Responde, según el texto sobre la economía creativa que aparece abajo:
1. ¿Quiénes dieron origen casi en simultáneo a la ciencia económica y a la crítica de arte?
2. ¿Quién financia la Iovine and Young Academy de la University of Southern California?
3. ¿En qué se enfocaba solo la industria del cine hace apenas cuarenta años?

Texto fuente:
☆ ☆ ☆ ☆ ☆
En Colombia, el mapeo nacional del sector cultural y las iniciativas para su fortalecimiento se remontan a décadas antes de la llegada de Iván Duque al poder. No obstante, esa historia parece estar desconociéndose en la discusión actual sobre la economía creativa en el país.

Felipe Sánchez Villarreal
25 de septiembre de 2019

Aunque no siempre sea sencillo notarlo, la ciencia económica y la crítica de arte comparten cuna. A finales del siglo XVIII, a un lado y al otro del Canal de la Mancha, Adam Smith y Denis Diderot dieron origen a estas dos disciplinas casi en simultáneo. Mientras Smith escribía el texto fundacional de la economía moderna, imaginándose antes filósofo moral que prócer de lo mercantil y, por tanto, advirtiendo alguna finalidad estética en su prosa, Diderot inauguraba la reflexión crítica sobre el arte y el valor al sostener que, si lo bello tendría que ser útil, el objeto más hermoso en un hogar sería necesariamente el inodoro. En ese entonces se encendía la mecha de dos grandes tradiciones intelectuales que, por muy distantes que a priori resultaran sus abordajes, estaban destinadas a entrelazarse.

En efecto, las tensiones engendradas por ese hermanamiento han dado lugar a un campo de estudio muy fértil y diverso: el de las industrias creativas y culturales. Es tan ecléctico el carácter de ese ámbito de pensamiento que en él convergen tanto los sociólogos de la Escuela de Frankfurt como la Iovine and Young Academy de la University of Southern California, programa financiado por el rapero Dr. Dre para formar emprendedores en la intersección del diseño, tecnología y negocios. Esto por no mencionar el National Endowment for Science, Technology and the Arts (NESTA), un think tank británico muy influyente en temas de innovación, o el vernáculo Convenio Andrés Bello. Hablamos, pues, de una confluencia de lo público y lo privado, lo global y lo nacional, lo académico y lo profesional, lo monetario y lo simbólico, que no para de expandirse a medida que la digitalización de las actividades cotidianas, sean productivas o de ocio, se acentúa.

Si las industrias creativas engloban todas las actividades que generan riqueza a partir de propiedad intelectual, la evolución de la tecnología y su repercusión en nuestras formas de vida no hace sino ampliar el alcance e impacto de esa taxonomía. Pensemos que si hace apenas cuarenta años la industria del cine se enfocaba solo en distribución en salas y apenas comenzaba a perfilar el mercado de las cintas domésticas de video, hoy contempla el streaming, los soportes móviles, la grabación casera, el contenido interactivo y empieza a abrirse a la realidad virtual y aumentada. Es algo que se aplica a todas las ramas del arte y el entretenimiento, incluidas en las industrias culturales, pero también a otras como los videojuegos, la moda, la arquitectura o el sector editorial, que comparten la raíz creativa. Es más, si la economía creativa comprende las actividades cuyo modelo de negocio se fundamenta en el talento, habilidades y creatividad humanas, esta alcanza algunas tan antiguas como las estatuillas que se intercambiaron en Sumeria o las comisiones del Papa Julio II en el Vaticano, del mismo modo que toca a aquellas cuyo fuerte componente tecnológico las haría imposibles apenas unos meses atrás.
☆ ☆ ☆ ☆ ☆
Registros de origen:
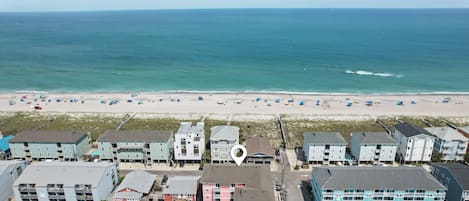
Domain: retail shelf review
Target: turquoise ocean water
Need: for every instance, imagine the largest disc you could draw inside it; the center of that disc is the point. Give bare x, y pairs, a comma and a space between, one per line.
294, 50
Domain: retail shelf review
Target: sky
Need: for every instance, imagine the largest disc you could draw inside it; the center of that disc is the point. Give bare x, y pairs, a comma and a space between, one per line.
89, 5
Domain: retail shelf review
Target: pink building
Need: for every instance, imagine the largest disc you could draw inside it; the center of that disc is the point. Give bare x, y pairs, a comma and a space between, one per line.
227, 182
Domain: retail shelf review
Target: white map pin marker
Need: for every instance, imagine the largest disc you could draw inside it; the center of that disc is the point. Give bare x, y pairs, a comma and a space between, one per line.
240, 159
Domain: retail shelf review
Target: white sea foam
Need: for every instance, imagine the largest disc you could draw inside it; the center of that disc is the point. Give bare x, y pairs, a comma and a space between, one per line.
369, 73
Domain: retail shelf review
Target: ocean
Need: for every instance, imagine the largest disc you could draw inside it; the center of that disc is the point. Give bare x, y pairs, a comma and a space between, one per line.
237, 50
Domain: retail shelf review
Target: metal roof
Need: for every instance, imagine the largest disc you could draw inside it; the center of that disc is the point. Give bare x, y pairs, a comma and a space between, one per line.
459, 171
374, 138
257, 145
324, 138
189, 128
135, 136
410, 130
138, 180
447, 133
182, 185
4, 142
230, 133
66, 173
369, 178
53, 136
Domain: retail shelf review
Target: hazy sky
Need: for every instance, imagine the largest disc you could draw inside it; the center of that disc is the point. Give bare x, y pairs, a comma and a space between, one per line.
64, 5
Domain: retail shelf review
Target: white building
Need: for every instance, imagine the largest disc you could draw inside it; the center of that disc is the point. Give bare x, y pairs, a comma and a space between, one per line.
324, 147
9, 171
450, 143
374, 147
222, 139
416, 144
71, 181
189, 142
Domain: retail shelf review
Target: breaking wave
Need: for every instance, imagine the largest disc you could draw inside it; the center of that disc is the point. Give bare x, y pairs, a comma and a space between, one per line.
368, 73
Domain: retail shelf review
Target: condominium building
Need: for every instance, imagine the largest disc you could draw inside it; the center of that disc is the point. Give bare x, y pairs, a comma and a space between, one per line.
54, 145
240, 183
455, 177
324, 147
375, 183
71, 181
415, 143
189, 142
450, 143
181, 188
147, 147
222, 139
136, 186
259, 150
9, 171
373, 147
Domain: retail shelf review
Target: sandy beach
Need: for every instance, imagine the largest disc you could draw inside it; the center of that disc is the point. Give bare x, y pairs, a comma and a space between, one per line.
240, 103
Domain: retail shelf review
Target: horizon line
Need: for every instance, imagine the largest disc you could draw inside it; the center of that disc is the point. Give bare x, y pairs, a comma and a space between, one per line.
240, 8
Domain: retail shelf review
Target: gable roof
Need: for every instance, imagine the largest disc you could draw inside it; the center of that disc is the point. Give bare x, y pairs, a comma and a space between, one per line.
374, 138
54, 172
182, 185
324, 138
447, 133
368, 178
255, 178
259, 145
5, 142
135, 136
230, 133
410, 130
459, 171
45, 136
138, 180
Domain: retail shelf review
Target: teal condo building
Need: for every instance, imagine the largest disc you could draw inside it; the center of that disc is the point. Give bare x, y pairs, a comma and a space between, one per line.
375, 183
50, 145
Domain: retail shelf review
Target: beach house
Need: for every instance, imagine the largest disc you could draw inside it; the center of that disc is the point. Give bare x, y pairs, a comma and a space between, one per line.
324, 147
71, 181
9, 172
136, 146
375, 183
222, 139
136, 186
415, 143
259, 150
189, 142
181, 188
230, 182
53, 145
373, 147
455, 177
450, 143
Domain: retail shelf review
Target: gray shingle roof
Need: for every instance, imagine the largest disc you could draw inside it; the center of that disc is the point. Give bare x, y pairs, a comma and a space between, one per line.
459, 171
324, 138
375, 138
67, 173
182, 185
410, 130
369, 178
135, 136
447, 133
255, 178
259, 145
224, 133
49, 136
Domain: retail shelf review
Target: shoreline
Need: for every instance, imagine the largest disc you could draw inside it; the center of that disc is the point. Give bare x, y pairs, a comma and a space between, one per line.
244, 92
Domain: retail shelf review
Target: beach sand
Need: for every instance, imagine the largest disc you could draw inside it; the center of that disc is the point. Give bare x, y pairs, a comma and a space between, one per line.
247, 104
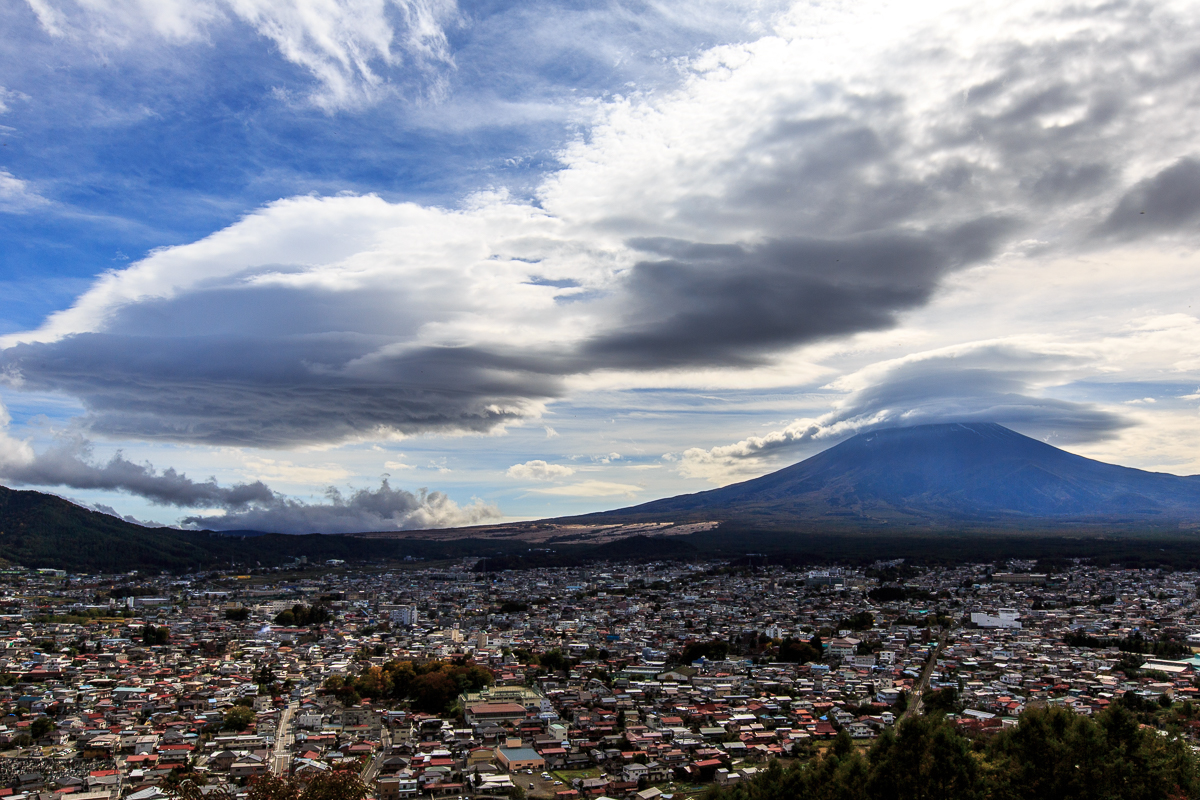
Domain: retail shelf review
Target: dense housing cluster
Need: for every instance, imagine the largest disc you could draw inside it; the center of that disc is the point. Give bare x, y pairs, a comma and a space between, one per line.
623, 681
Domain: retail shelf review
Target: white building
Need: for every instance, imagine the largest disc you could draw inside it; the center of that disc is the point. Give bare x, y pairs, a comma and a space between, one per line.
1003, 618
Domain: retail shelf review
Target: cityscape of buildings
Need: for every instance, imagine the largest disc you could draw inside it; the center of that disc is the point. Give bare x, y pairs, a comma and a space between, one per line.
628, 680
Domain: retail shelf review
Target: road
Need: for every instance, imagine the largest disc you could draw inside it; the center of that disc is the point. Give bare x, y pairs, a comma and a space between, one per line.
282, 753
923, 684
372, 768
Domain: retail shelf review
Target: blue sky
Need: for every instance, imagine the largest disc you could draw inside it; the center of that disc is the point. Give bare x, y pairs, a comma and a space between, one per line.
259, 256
☆ ☆ ☆ ☆ ☆
Resultado:
1. Adam Smith y Denis Diderot.
2. El rapero Dr. Dre.
3. En la distribución en salas.